Information
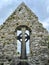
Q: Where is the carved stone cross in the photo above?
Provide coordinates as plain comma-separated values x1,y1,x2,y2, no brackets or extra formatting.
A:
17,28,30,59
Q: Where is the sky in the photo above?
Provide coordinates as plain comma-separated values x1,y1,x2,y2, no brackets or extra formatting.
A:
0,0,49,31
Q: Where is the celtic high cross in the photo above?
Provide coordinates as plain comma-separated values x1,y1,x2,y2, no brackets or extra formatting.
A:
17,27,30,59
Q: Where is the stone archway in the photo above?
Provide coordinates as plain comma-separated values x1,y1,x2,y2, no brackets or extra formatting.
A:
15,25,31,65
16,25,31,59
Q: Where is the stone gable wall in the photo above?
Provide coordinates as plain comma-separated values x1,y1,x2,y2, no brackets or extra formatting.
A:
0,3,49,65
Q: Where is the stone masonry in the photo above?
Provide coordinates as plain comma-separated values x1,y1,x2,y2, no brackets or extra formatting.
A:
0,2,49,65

==

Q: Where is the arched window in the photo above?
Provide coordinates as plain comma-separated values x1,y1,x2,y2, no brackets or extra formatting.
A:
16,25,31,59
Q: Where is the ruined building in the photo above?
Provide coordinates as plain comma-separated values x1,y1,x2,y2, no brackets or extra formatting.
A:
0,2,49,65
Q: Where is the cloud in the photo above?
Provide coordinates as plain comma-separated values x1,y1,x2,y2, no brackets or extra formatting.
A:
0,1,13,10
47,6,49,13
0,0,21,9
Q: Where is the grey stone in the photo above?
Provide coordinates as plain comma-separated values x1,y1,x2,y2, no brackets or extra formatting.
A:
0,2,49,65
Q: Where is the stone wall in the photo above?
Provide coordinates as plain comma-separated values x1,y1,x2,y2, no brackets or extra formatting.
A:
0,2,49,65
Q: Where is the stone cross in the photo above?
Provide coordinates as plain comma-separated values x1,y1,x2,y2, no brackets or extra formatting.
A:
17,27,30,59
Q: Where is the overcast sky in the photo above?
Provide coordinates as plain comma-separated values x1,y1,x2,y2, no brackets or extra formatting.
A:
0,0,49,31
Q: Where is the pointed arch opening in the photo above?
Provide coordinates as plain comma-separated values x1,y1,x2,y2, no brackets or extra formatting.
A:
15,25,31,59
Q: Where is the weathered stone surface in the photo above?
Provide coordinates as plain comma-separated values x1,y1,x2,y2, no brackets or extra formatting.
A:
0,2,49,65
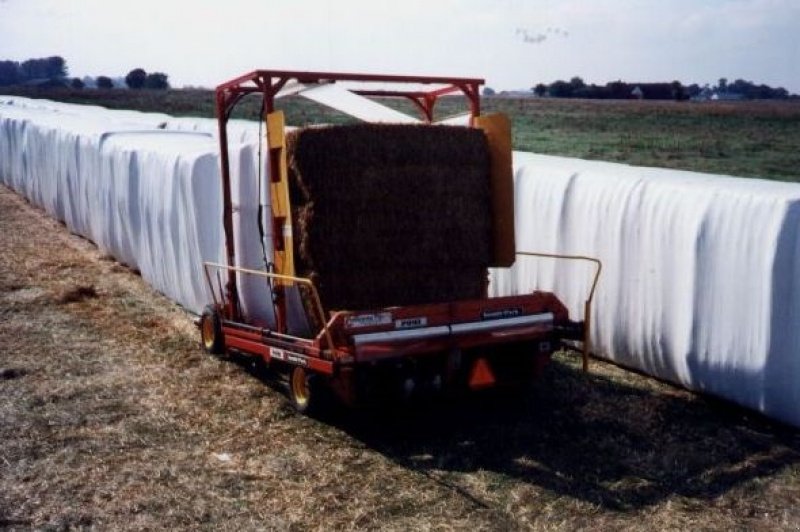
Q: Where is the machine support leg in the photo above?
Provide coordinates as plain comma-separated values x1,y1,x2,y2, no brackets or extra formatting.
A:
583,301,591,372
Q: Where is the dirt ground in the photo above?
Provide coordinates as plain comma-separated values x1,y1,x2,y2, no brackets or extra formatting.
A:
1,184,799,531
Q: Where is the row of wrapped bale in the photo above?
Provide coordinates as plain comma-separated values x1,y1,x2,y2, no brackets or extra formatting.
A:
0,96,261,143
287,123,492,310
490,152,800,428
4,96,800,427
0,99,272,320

---

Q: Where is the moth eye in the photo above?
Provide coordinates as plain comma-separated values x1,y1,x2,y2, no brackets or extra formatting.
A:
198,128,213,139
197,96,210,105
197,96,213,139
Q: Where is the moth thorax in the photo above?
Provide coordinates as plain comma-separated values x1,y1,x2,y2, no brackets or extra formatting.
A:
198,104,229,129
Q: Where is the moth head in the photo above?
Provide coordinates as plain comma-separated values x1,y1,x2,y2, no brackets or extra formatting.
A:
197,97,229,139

What the task requires
Reproduce exactly the section above that begins at the line containing "Q: Where is the stone wall" and ends at the line containing "Q: Where is the overcast", leaving out all other lines.

Expected output
Q: Where is the stone wall in the photo above?
Provide coordinates as plain comma-separated values x1,y1,x2,y2, no brackets or extra formatting.
A:
0,2,49,65
Q: Where is the stone cross in the photo above?
Provide coordinates as plain comma-separated values x1,y1,x2,y2, no brackets or extra formatting.
A:
17,27,30,59
Q: Where is the overcast sky in the photo above?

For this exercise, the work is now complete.